#### What is asked
Rewrite the material from the line containing "In this exercise you will mark every instance of the man's" through the end, replacing "disc" with "circle" and keeping everything else the same.

[START Records shown]

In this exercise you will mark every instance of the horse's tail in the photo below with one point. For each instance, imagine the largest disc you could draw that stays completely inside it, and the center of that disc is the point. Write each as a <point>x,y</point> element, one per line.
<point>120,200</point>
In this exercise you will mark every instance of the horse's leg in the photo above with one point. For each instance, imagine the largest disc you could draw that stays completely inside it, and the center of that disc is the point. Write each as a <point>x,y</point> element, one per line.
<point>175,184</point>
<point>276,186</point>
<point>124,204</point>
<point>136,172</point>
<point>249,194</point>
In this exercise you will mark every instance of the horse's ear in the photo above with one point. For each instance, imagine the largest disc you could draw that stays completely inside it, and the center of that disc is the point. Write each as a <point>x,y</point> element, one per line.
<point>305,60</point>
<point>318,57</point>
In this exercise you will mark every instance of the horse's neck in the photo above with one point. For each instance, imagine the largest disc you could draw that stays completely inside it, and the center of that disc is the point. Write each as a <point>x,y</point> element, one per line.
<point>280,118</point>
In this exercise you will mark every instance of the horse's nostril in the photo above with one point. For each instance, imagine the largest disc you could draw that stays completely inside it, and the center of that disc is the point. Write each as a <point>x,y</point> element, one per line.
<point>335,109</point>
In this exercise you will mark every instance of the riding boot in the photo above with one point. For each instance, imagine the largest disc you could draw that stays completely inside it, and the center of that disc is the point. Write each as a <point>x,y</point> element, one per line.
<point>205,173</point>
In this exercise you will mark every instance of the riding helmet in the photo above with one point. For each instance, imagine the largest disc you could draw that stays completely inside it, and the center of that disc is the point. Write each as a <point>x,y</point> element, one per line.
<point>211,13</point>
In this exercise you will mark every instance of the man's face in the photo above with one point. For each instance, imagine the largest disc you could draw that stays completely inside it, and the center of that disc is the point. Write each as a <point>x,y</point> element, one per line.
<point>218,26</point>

[END Records shown]

#### Task answer
In this exercise you will mark every instance of the man's face in the photo above with one point. For each instance, imagine the largest circle you could draw that stays completely inside it, and the center of that circle is the point. Write each as a <point>x,y</point> element, one per line.
<point>218,26</point>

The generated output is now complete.